◆ **DATA SECTION**
· · · · · · ·
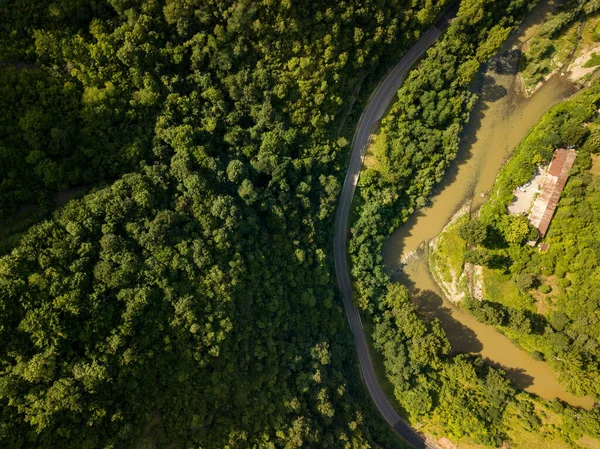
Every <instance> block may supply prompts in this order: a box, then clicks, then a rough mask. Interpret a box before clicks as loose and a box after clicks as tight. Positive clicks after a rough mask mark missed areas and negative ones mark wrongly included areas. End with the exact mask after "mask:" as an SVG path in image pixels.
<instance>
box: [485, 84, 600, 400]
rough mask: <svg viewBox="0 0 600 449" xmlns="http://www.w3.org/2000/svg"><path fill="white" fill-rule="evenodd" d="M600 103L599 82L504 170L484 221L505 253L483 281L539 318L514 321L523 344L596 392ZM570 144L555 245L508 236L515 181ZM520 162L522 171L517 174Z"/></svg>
mask: <svg viewBox="0 0 600 449" xmlns="http://www.w3.org/2000/svg"><path fill="white" fill-rule="evenodd" d="M599 105H600V85H599V84H598V83H596V84H595V85H594V86H593V87H592V88H590V89H589V90H588V91H586V92H584V93H583V94H582V95H579V96H578V97H576V98H575V99H573V100H570V101H568V102H564V103H562V104H560V105H558V106H556V107H555V108H553V109H552V110H551V111H550V112H548V113H547V114H546V115H545V116H544V117H543V118H542V119H541V121H540V122H539V123H538V124H537V125H536V126H535V127H534V128H533V129H532V131H531V132H530V133H529V135H528V136H527V138H526V139H525V140H524V141H523V143H522V144H521V146H520V147H519V149H518V150H517V153H516V154H515V156H514V157H513V158H512V159H511V161H510V162H509V163H508V164H507V166H506V167H505V169H504V170H503V171H502V173H501V175H500V176H499V178H498V182H497V184H496V186H495V188H494V193H493V195H492V200H491V201H490V202H489V203H486V204H485V205H484V207H483V209H482V212H481V220H482V221H484V222H485V223H486V224H487V226H488V227H489V229H491V230H492V232H493V233H494V234H495V235H496V236H497V238H496V239H495V240H490V241H486V242H485V245H486V246H488V248H489V249H490V250H491V251H493V253H494V254H496V255H498V256H501V257H502V258H503V259H504V264H502V265H501V266H500V267H496V268H494V269H491V270H485V271H484V273H486V276H485V277H484V286H485V290H486V292H488V290H490V288H489V287H490V286H491V285H492V284H494V285H504V286H505V287H502V288H503V289H504V290H505V292H504V293H503V294H496V295H494V294H488V295H487V298H489V299H490V300H491V301H493V302H494V304H498V305H499V306H501V307H503V308H505V309H506V308H507V307H508V308H509V309H507V310H508V311H509V312H510V311H512V309H515V311H516V312H520V313H527V314H529V315H530V318H529V319H530V321H531V322H532V323H534V324H535V325H534V326H525V327H523V328H521V327H520V326H512V328H511V329H512V332H510V333H508V334H509V335H510V336H511V337H512V338H513V339H515V340H516V341H518V342H519V343H520V344H522V345H523V346H525V347H527V348H530V350H535V351H537V352H538V353H540V354H543V357H544V358H545V359H546V360H547V361H548V363H550V364H551V365H552V366H554V367H555V369H557V370H558V371H559V372H560V373H561V380H562V381H564V382H565V383H566V384H567V386H568V389H569V390H570V391H572V392H574V393H576V394H585V395H590V396H594V397H596V398H598V397H600V390H599V389H598V385H600V384H599V381H600V378H598V368H599V363H600V350H599V348H598V345H597V340H598V338H599V337H600V319H599V317H598V316H597V314H596V313H595V312H594V311H595V310H597V308H598V307H599V306H600V304H599V303H598V301H597V298H596V296H595V295H594V294H593V293H591V292H594V291H596V290H598V288H599V287H600V278H598V276H597V274H598V267H599V264H600V257H599V254H600V253H598V251H597V249H598V248H597V246H598V245H597V239H596V238H595V237H594V236H595V235H597V233H598V231H599V230H600V214H599V211H600V209H599V207H600V196H599V195H598V188H599V186H600V177H599V176H597V174H594V173H592V172H590V171H589V168H591V160H592V156H593V154H595V153H598V152H599V151H600V145H598V142H599V141H598V139H597V138H596V134H597V132H598V128H599V127H600V119H598V115H597V112H596V110H597V109H598V106H599ZM548 139H549V140H550V142H552V143H551V145H549V146H546V148H548V150H542V151H541V152H540V151H539V150H540V148H541V149H544V146H542V145H541V142H543V143H547V142H549V140H548ZM571 144H575V145H577V146H578V147H579V150H578V154H577V159H576V162H575V166H574V168H573V169H572V171H571V176H570V178H569V181H568V183H567V185H566V187H565V190H564V191H563V193H562V195H561V199H560V202H559V205H558V209H557V212H556V214H555V216H554V218H553V220H552V222H551V225H550V228H549V230H548V233H547V235H546V237H545V239H544V243H546V244H548V245H549V250H548V251H547V252H543V253H540V252H539V251H538V249H537V248H531V247H529V246H527V245H522V244H521V242H511V241H509V240H508V239H507V238H506V232H505V231H503V230H502V227H501V225H500V223H502V222H503V221H504V220H505V219H506V215H505V212H504V208H505V205H506V204H508V202H510V200H511V199H512V196H511V195H512V194H511V193H510V192H512V189H511V188H512V187H514V186H516V185H515V184H514V183H519V181H520V179H519V178H521V177H524V176H527V171H529V173H530V174H531V173H532V171H533V170H534V169H535V162H534V161H537V162H538V163H543V162H548V160H549V158H550V157H551V154H552V151H551V150H552V148H553V147H554V146H568V145H571ZM520 162H525V164H524V165H521V163H520ZM516 167H519V168H518V173H514V169H515V168H516ZM511 178H512V179H511ZM509 196H510V198H509ZM503 237H504V238H503ZM491 277H494V278H495V279H491ZM498 278H503V281H502V282H498ZM549 283H551V284H552V285H549ZM511 286H512V287H511ZM538 286H539V288H537V287H538ZM536 288H537V292H536ZM507 289H512V290H513V293H510V292H509V291H506V290H507ZM517 298H518V299H517ZM514 313H515V312H513V314H514ZM500 324H502V323H500ZM509 324H510V323H509Z"/></svg>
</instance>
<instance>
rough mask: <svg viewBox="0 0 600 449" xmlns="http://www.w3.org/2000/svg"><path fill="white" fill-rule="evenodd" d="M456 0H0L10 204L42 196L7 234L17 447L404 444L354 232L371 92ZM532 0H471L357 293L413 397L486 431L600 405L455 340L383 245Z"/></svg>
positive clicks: (553, 417) (2, 395) (371, 225)
mask: <svg viewBox="0 0 600 449" xmlns="http://www.w3.org/2000/svg"><path fill="white" fill-rule="evenodd" d="M448 4H449V2H448V1H442V0H441V1H431V0H365V1H361V2H351V1H333V0H324V1H320V2H300V3H298V2H291V1H289V0H263V1H261V2H253V1H250V0H229V1H222V0H208V1H207V0H202V1H201V0H164V1H160V0H143V1H138V2H134V1H131V0H97V1H94V2H87V1H84V0H58V1H52V2H51V1H49V0H42V1H39V2H35V3H32V2H30V1H29V0H16V1H14V2H11V4H10V5H9V6H7V5H3V7H2V8H0V78H1V81H2V82H1V83H0V89H1V92H2V95H0V104H1V105H2V107H1V108H0V111H1V112H0V129H1V132H0V220H2V222H0V223H1V224H2V226H5V225H6V227H7V228H9V226H8V224H9V223H13V221H15V220H16V221H19V220H22V218H23V214H25V213H27V211H28V210H30V209H31V208H32V207H33V208H36V211H38V212H39V215H36V217H41V218H40V219H39V220H37V218H36V220H37V221H36V222H35V223H34V224H32V225H31V226H30V224H31V223H30V221H29V220H27V221H26V223H27V224H26V225H24V224H21V225H20V226H19V225H16V226H15V227H14V229H16V231H15V232H14V233H10V232H9V234H10V235H7V236H4V234H3V233H0V235H2V236H3V237H2V238H3V239H4V241H3V242H0V251H1V253H0V446H2V447H6V448H11V449H12V448H23V449H25V448H55V447H64V448H90V449H91V448H98V447H101V448H126V447H132V448H133V447H135V448H138V447H139V448H147V447H148V448H149V447H186V448H198V447H202V448H207V449H208V448H223V447H227V448H245V447H261V448H263V447H264V448H277V447H282V448H290V449H291V448H299V447H318V448H379V447H385V448H386V449H388V448H401V447H403V446H404V445H403V443H402V442H401V441H400V440H399V439H398V438H397V437H396V436H395V434H394V433H393V431H392V430H391V429H390V428H389V427H388V426H387V425H386V424H385V423H384V421H383V420H382V419H381V417H380V416H379V414H378V413H377V411H376V409H375V407H374V406H373V404H372V402H371V400H370V398H369V397H368V395H367V393H366V390H365V388H364V386H363V384H362V382H361V378H360V375H359V373H358V369H357V363H356V357H355V354H354V351H355V350H354V346H353V342H352V338H351V335H350V332H349V329H348V326H347V322H346V317H345V315H344V312H343V309H342V305H341V301H340V298H339V292H338V290H337V288H336V285H335V273H334V270H333V257H332V246H333V245H332V234H333V228H334V218H335V208H336V205H337V200H338V194H339V190H340V185H341V182H342V180H343V178H344V176H345V170H346V165H347V161H348V155H349V148H350V146H349V143H350V142H351V140H352V135H353V131H354V127H355V124H356V121H357V120H358V118H359V114H360V112H361V109H362V106H364V104H365V101H366V99H367V98H368V94H369V93H370V91H371V90H372V89H373V88H374V86H375V85H376V83H377V81H378V80H379V79H380V78H381V76H382V75H383V74H384V73H385V71H386V70H387V69H388V68H389V67H391V65H392V64H393V63H394V62H396V61H397V59H398V57H399V56H400V55H401V54H403V53H404V52H406V50H407V49H408V48H410V46H411V45H412V44H413V43H414V42H415V41H416V40H417V39H418V38H419V36H420V34H421V33H422V31H423V30H425V29H427V28H428V27H429V26H431V24H433V23H434V21H435V19H436V17H437V16H438V15H439V13H441V12H442V11H443V10H444V8H445V7H446V6H447V5H448ZM531 6H532V2H527V1H525V0H497V1H490V0H463V1H461V6H460V11H459V14H458V18H457V19H456V20H455V21H454V22H453V24H452V26H451V27H450V28H449V30H448V31H447V33H446V35H445V36H444V37H443V38H442V39H441V40H440V41H439V42H438V43H437V44H436V45H435V46H434V47H432V49H431V50H430V51H429V52H428V54H427V56H426V57H425V58H424V59H423V61H422V62H421V63H420V65H419V70H415V71H413V72H412V73H411V75H410V76H409V78H408V79H407V81H406V83H405V84H404V86H403V87H402V89H401V90H400V91H399V93H398V100H397V101H396V103H395V104H394V105H393V106H392V110H391V113H390V114H389V115H388V117H387V118H386V119H385V120H384V123H383V130H384V134H385V135H386V136H387V137H386V145H385V151H383V152H382V153H381V154H380V157H379V165H378V167H377V169H373V170H366V171H365V172H364V173H363V174H362V176H361V181H360V195H361V198H360V199H359V201H358V204H357V210H356V216H357V220H356V221H355V223H354V224H353V228H352V235H353V240H352V243H351V254H352V263H353V268H352V269H353V276H354V277H355V280H356V282H355V289H356V291H357V293H358V294H357V304H359V305H360V306H361V308H362V309H363V310H365V313H367V314H370V317H371V319H372V321H373V323H374V334H373V337H374V346H375V348H376V350H377V351H378V352H379V353H380V354H382V355H383V356H384V359H385V369H386V372H387V375H388V378H389V379H390V381H391V383H392V384H393V386H394V389H395V391H394V393H395V396H396V398H397V399H398V401H399V402H400V403H401V406H402V407H403V410H400V412H402V413H403V414H404V415H405V416H406V417H407V418H408V419H410V420H411V421H413V422H416V421H417V420H427V421H428V423H430V424H431V426H433V428H434V429H437V431H438V432H439V433H440V434H444V435H447V436H448V437H451V438H459V439H460V438H465V439H467V440H469V441H473V442H476V443H479V444H484V445H488V446H498V445H500V444H502V443H503V442H504V441H509V440H510V439H511V438H514V436H513V433H512V432H513V431H514V429H517V428H518V429H522V430H523V431H526V432H530V433H531V432H532V433H536V432H537V433H540V432H545V433H547V434H549V435H551V436H552V437H553V438H555V439H556V440H557V441H558V440H560V441H564V442H567V444H570V445H574V444H576V443H575V442H576V441H578V438H580V437H581V436H583V435H592V436H596V437H597V436H598V435H599V432H600V430H599V429H598V422H600V417H599V416H598V411H597V410H579V409H574V408H569V407H565V406H564V405H563V404H561V403H559V402H554V403H546V402H544V401H540V400H539V399H537V398H535V397H531V396H529V395H527V394H525V393H522V392H518V391H516V390H515V389H514V388H513V387H512V386H511V385H510V383H509V382H508V381H507V380H506V379H505V377H504V376H503V373H502V371H501V370H497V369H494V368H491V367H489V366H487V365H486V364H485V363H483V361H482V360H481V359H480V358H478V357H475V356H470V355H464V354H463V355H456V354H453V353H452V352H451V348H450V345H449V343H448V340H447V338H446V336H445V335H444V333H443V331H442V330H441V328H440V326H439V323H437V322H435V321H434V322H426V321H423V320H422V318H421V317H420V316H419V314H418V312H417V310H416V309H415V307H414V306H413V305H412V303H411V301H410V296H409V294H408V291H407V290H406V288H404V287H403V286H400V285H392V284H390V283H389V280H388V278H387V276H386V275H385V274H384V272H383V268H382V263H381V258H380V254H381V246H382V244H383V241H384V239H385V237H386V236H387V235H388V234H389V232H391V230H392V229H394V228H395V227H396V226H397V225H398V224H399V223H400V222H401V221H403V220H405V219H406V218H407V217H408V216H409V215H410V214H412V213H413V212H414V211H415V210H416V209H417V208H418V207H421V206H423V205H424V204H425V203H426V201H427V197H428V195H429V194H430V193H431V189H432V188H433V186H434V184H435V183H436V182H437V181H439V180H440V178H441V176H442V175H443V173H444V171H445V169H446V168H447V166H448V164H449V162H450V161H451V160H452V159H453V158H454V156H455V154H456V150H457V147H458V141H459V135H460V130H461V128H462V126H463V125H464V123H465V122H466V120H467V119H468V116H469V112H470V109H471V108H472V106H473V104H474V101H475V97H474V95H473V94H471V93H470V92H469V91H468V85H469V84H470V82H471V80H472V78H473V76H474V75H475V73H476V72H477V70H478V68H479V66H480V64H481V63H482V62H484V61H485V60H487V59H488V58H489V57H490V56H491V55H493V54H494V52H495V51H496V49H497V48H498V46H499V45H500V44H501V43H502V41H503V40H504V39H505V38H506V36H507V35H508V33H509V32H510V30H511V29H512V27H514V26H515V25H516V24H517V23H518V22H519V20H520V19H521V18H522V16H523V15H524V14H525V13H526V12H527V10H528V9H529V8H530V7H531ZM582 139H583V137H582ZM590 139H592V137H588V140H587V141H590V142H592V140H590ZM582 141H583V140H582ZM82 186H83V187H85V188H86V191H87V193H86V194H85V195H82V197H81V198H78V199H74V200H72V201H69V202H68V203H67V204H65V205H64V206H61V207H57V206H56V202H55V200H54V198H55V197H56V195H57V194H60V193H61V192H64V191H65V190H68V189H72V188H77V187H82ZM587 186H588V184H586V187H582V185H579V186H575V190H574V192H577V191H578V190H577V187H579V190H582V189H584V188H586V189H587V188H588V187H587ZM574 207H575V206H574ZM577 207H579V206H577ZM582 207H583V206H582ZM590 207H592V206H591V205H590ZM34 221H35V220H34ZM11 226H12V224H11ZM10 229H13V228H12V227H10ZM557 248H560V247H557ZM565 277H567V275H565ZM571 282H572V281H571ZM582 294H583V293H582ZM569 313H571V312H569ZM565 314H566V312H565ZM569 319H571V318H569ZM569 323H570V322H565V329H567V330H568V332H570V330H571V329H579V328H576V327H572V326H570V324H569ZM578 325H579V324H578ZM561 332H562V331H561ZM565 335H566V334H565ZM569 335H571V334H569ZM569 335H567V338H570V337H569ZM559 338H562V339H563V340H564V337H559ZM590 342H591V339H588V340H587V341H586V342H583V343H582V344H588V345H591V344H592V343H590ZM577 344H579V342H578V343H577ZM547 421H551V422H552V424H550V425H546V422H547Z"/></svg>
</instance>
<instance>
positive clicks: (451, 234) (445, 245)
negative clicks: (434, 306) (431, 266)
mask: <svg viewBox="0 0 600 449" xmlns="http://www.w3.org/2000/svg"><path fill="white" fill-rule="evenodd" d="M468 221H469V215H468V214H465V215H463V216H461V217H460V218H459V219H458V220H456V221H455V222H454V223H452V224H451V225H450V226H449V227H448V228H447V229H446V230H445V231H443V232H442V233H441V234H440V235H439V237H438V241H437V244H436V245H435V250H434V251H432V252H431V254H430V264H431V265H432V267H433V269H434V270H435V272H436V274H437V275H438V276H440V278H441V279H442V280H443V281H444V282H453V281H454V279H455V278H457V277H459V276H460V274H461V273H462V271H463V267H464V264H465V251H466V250H467V242H465V241H464V240H463V239H462V237H461V236H460V235H459V233H458V230H459V229H460V227H461V226H462V225H463V224H465V223H466V222H468Z"/></svg>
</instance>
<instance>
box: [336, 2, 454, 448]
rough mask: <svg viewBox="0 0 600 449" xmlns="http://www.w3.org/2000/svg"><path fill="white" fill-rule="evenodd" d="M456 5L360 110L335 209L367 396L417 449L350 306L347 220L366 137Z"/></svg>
mask: <svg viewBox="0 0 600 449" xmlns="http://www.w3.org/2000/svg"><path fill="white" fill-rule="evenodd" d="M457 10H458V5H456V6H455V7H453V8H451V9H450V10H448V11H447V12H446V13H445V14H444V15H443V16H442V17H441V18H440V19H439V20H438V22H437V23H436V24H435V26H433V27H432V28H430V29H429V30H428V31H427V32H426V33H425V34H423V35H422V37H421V39H419V41H418V42H417V43H416V44H415V45H414V46H413V47H412V48H411V49H410V51H409V52H408V53H407V54H406V55H404V57H403V58H402V59H401V60H400V61H399V62H398V64H396V66H395V67H394V68H393V69H392V70H391V71H390V72H389V73H388V74H387V76H386V77H385V78H384V79H383V81H382V82H381V83H380V84H379V86H378V87H377V88H376V89H375V91H374V92H373V93H372V94H371V97H370V98H369V101H368V103H367V106H366V107H365V110H364V111H363V113H362V115H361V117H360V120H359V122H358V125H357V129H356V132H355V134H354V139H353V141H352V155H351V158H350V165H349V167H348V171H347V173H346V178H345V180H344V186H343V188H342V193H341V195H340V202H339V206H338V210H337V216H336V224H335V236H334V249H333V251H334V260H335V272H336V277H337V282H338V286H339V288H340V290H341V292H342V298H343V302H344V308H345V309H346V315H347V317H348V322H349V323H350V329H351V330H352V334H353V336H354V345H355V346H356V352H357V353H358V360H359V363H360V370H361V373H362V376H363V379H364V381H365V383H366V385H367V388H368V390H369V393H370V394H371V397H372V398H373V401H374V402H375V405H376V406H377V408H378V409H379V411H380V412H381V414H382V415H383V417H384V418H385V420H386V421H387V422H388V423H389V425H390V426H391V427H392V428H393V429H394V430H395V431H396V432H398V434H400V436H401V437H402V438H404V439H405V440H406V441H407V442H408V443H410V444H411V445H413V446H414V447H415V448H417V449H422V448H435V446H433V445H432V444H431V443H429V442H427V441H426V440H425V438H424V437H423V436H422V435H421V434H419V433H418V432H417V431H416V430H415V429H413V428H412V427H410V426H409V425H408V423H406V422H405V421H404V420H403V419H402V418H401V417H400V415H398V413H397V412H396V410H394V407H392V405H391V404H390V401H389V400H388V398H387V397H386V396H385V394H384V392H383V390H382V389H381V385H379V381H378V380H377V376H376V374H375V368H374V366H373V361H372V360H371V355H370V353H369V347H368V345H367V340H366V338H365V331H364V329H363V326H362V322H361V319H360V314H359V313H358V310H357V309H356V307H354V304H353V303H352V283H351V280H350V273H349V271H348V250H347V248H348V219H349V216H350V210H351V205H352V198H353V197H354V192H355V191H356V185H357V183H358V177H359V175H360V170H361V167H362V164H363V160H364V157H365V153H366V151H367V146H368V143H369V138H370V135H371V133H372V132H373V129H374V128H375V126H376V125H377V123H378V122H379V120H381V118H382V116H383V114H384V113H385V111H386V110H387V107H388V106H389V105H390V103H391V102H392V100H393V99H394V97H395V95H396V92H397V91H398V89H399V88H400V86H401V85H402V82H403V80H404V77H405V76H406V74H407V73H408V71H409V70H410V68H411V67H412V66H413V65H414V64H415V63H416V62H417V61H418V60H419V59H420V58H421V57H422V56H423V55H424V54H425V52H426V51H427V49H428V48H429V47H430V46H431V45H432V44H433V43H434V42H435V41H436V40H437V38H438V37H439V36H440V35H441V34H442V32H443V31H444V30H445V29H446V28H447V27H448V25H449V24H450V21H451V19H452V17H454V15H455V13H456V11H457Z"/></svg>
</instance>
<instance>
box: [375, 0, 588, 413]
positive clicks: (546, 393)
mask: <svg viewBox="0 0 600 449" xmlns="http://www.w3.org/2000/svg"><path fill="white" fill-rule="evenodd" d="M550 8H552V4H551V3H550V2H542V3H541V4H540V5H539V6H538V7H537V8H536V9H534V10H533V11H532V12H531V13H530V14H529V16H528V17H527V19H526V20H525V22H524V23H523V24H522V26H521V27H520V28H519V30H517V32H515V33H513V34H512V35H511V36H510V37H509V39H508V40H507V42H506V43H505V45H504V46H503V49H502V50H501V51H504V50H508V49H510V48H512V47H514V46H515V45H519V44H522V43H523V42H525V41H526V40H527V39H528V38H529V37H530V36H531V34H532V33H533V31H534V30H535V28H536V27H537V26H539V24H541V23H543V21H544V20H545V17H546V14H547V12H548V11H549V10H550ZM474 89H475V90H476V91H477V92H478V93H479V96H480V99H479V101H478V102H477V105H476V107H475V109H474V110H473V113H472V114H471V118H470V120H469V123H468V124H467V126H466V127H465V130H464V132H463V137H462V140H461V145H460V150H459V153H458V155H457V158H456V160H455V161H454V162H453V163H452V165H451V166H450V168H449V169H448V171H447V173H446V176H445V178H444V180H443V181H442V182H441V184H440V186H439V187H438V188H437V189H436V192H435V194H434V195H433V198H432V200H431V202H430V204H429V206H428V207H425V208H423V209H421V210H419V211H417V212H416V213H415V214H414V215H413V216H412V217H411V218H410V220H409V221H408V222H407V223H406V224H404V225H403V226H401V227H400V228H399V229H397V230H396V231H395V232H394V233H393V234H392V236H391V237H390V238H389V239H388V241H387V242H386V245H385V247H384V254H383V257H384V262H385V264H386V267H387V268H388V270H389V271H390V272H391V273H392V274H393V277H394V280H401V281H402V282H404V283H406V284H407V285H408V286H409V287H411V289H412V290H413V292H414V297H415V301H416V303H417V304H418V305H419V306H420V309H421V310H422V312H423V313H426V314H429V315H431V316H434V317H437V318H439V319H440V321H441V323H442V326H443V328H444V329H445V331H446V333H447V335H448V339H449V340H450V342H451V344H452V347H453V350H454V351H456V352H472V353H479V354H481V356H482V357H483V358H484V359H486V360H487V361H488V362H489V363H490V364H492V365H494V366H498V367H502V368H503V369H504V370H505V371H506V372H507V376H508V377H509V378H510V379H511V380H512V381H513V383H514V384H515V385H516V386H517V387H519V388H521V389H524V390H526V391H529V392H531V393H534V394H537V395H539V396H541V397H543V398H546V399H553V398H556V397H558V398H560V399H561V400H563V401H565V402H568V403H569V404H572V405H578V406H586V407H590V406H592V405H593V400H592V399H591V398H581V397H576V396H573V395H571V394H569V393H567V392H566V391H565V389H564V387H563V386H562V385H560V384H559V383H558V381H557V374H556V373H555V372H554V371H553V370H552V369H551V368H550V366H549V365H548V364H546V363H545V362H540V361H536V360H533V359H532V358H531V357H530V356H529V354H527V353H526V352H525V351H522V350H521V349H519V348H518V347H516V346H515V345H514V344H513V343H512V342H511V341H510V340H509V339H508V338H507V337H505V336H504V335H502V334H500V333H499V332H498V331H496V330H495V329H494V328H493V327H492V326H488V325H485V324H481V323H479V322H477V321H476V320H475V318H473V317H472V316H471V315H469V314H468V313H467V312H464V311H463V310H461V309H460V308H457V307H455V306H454V305H452V304H451V303H450V302H449V301H448V300H447V299H446V298H444V295H443V293H442V292H441V291H440V289H439V288H438V286H437V285H436V283H435V282H434V281H433V279H432V278H431V275H430V273H429V268H428V263H427V260H426V254H425V251H424V250H423V249H422V244H423V242H427V241H429V240H431V239H433V238H434V237H435V236H436V235H438V234H439V233H440V232H441V230H442V229H443V227H444V226H445V225H446V223H447V222H448V221H449V220H450V218H451V217H452V215H453V214H454V213H455V212H456V211H457V210H458V209H459V208H460V207H461V205H463V204H465V202H467V201H470V202H471V204H472V205H471V207H472V208H473V209H474V208H477V207H478V206H480V205H481V204H482V202H483V201H484V198H482V197H481V193H484V192H488V191H489V190H490V189H491V188H492V186H493V183H494V180H495V178H496V175H497V173H498V171H499V169H500V167H501V166H502V163H503V162H504V161H505V160H506V158H508V157H509V156H510V153H511V152H512V150H513V149H514V148H515V147H516V146H517V145H518V144H519V142H520V141H521V140H522V139H523V137H524V136H525V135H526V133H527V131H528V130H529V129H530V128H531V127H532V126H533V125H534V124H535V123H536V122H537V121H538V120H539V119H540V118H541V117H542V115H543V114H544V112H546V111H547V110H548V109H549V108H550V107H551V106H553V105H554V104H556V103H557V102H559V101H560V100H562V99H564V98H567V97H569V96H570V95H572V94H573V93H574V90H575V88H574V86H573V85H572V84H571V83H570V82H569V81H567V80H566V78H565V77H561V76H554V77H552V78H551V79H549V80H548V81H547V82H546V83H545V84H544V85H543V86H542V87H541V88H540V89H539V90H538V91H537V92H536V93H535V94H533V95H532V96H531V97H529V98H525V97H524V96H523V94H522V93H521V89H519V88H518V80H517V76H516V75H515V74H510V73H508V74H496V73H494V74H491V72H486V71H483V72H482V73H480V75H479V77H478V80H477V81H476V82H475V83H474ZM409 256H410V257H409ZM402 263H404V265H403V268H402V270H400V269H399V268H400V266H401V264H402Z"/></svg>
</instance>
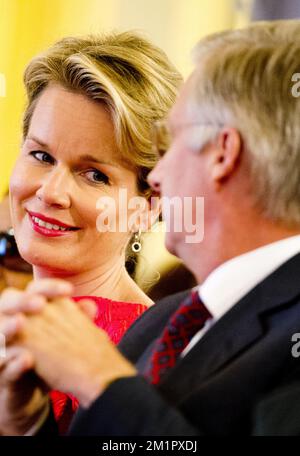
· · · · · · ·
◆ **EXERCISE DETAILS**
Please copy the material from its beginning through the line that contains "103L599 82L504 170L484", substituting "coarse mask" for "rough mask" and keeping everything else unchanged. Leave the pictures out.

◆ **RESULT**
Every <instance> block may supply prompts in this order: a box, then clicks, then a coarse mask. Interpret a box before clicks as loose and a box after clicks as tight. Positive clicks after a coarse mask mark missed areas and negative ones mark wrongly included areas. End with the exact mask after "mask:" as an SVG path in image pixels.
<instance>
box: [485, 84, 600, 400]
coarse mask: <svg viewBox="0 0 600 449" xmlns="http://www.w3.org/2000/svg"><path fill="white" fill-rule="evenodd" d="M600 103L599 82L504 170L484 221L505 253L483 281L539 318L514 321L523 344L596 392ZM570 144L555 245L508 236L515 181ZM520 162L522 171L517 174Z"/></svg>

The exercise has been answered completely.